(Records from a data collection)
Segment Open
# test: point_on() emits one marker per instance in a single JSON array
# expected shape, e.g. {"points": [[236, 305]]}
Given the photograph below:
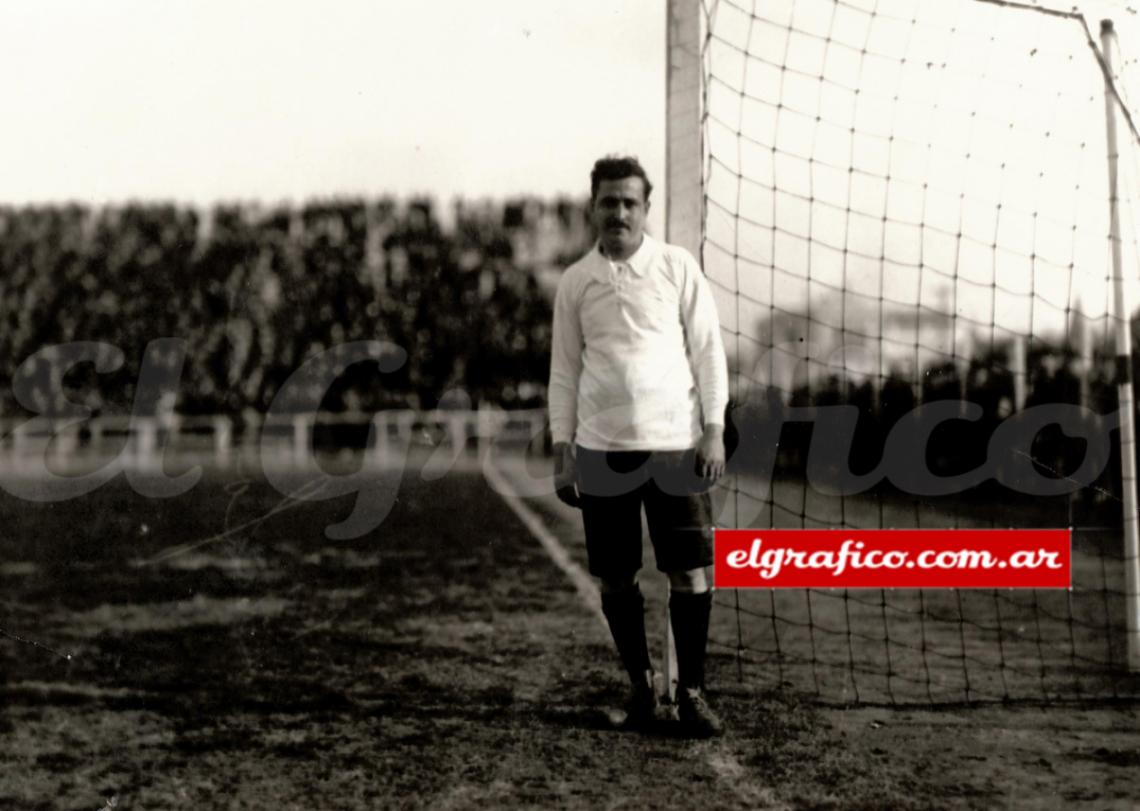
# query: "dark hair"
{"points": [[617, 168]]}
Segment Closed
● WORK INSTRUCTION:
Set down each entry above word for word, without its pictures.

● EXERCISE OUTPUT:
# test: point_on() emits one marker per instance in a single JSON array
# expected shape, e.g. {"points": [[236, 305]]}
Given the photograph below:
# query: "dark hair"
{"points": [[617, 168]]}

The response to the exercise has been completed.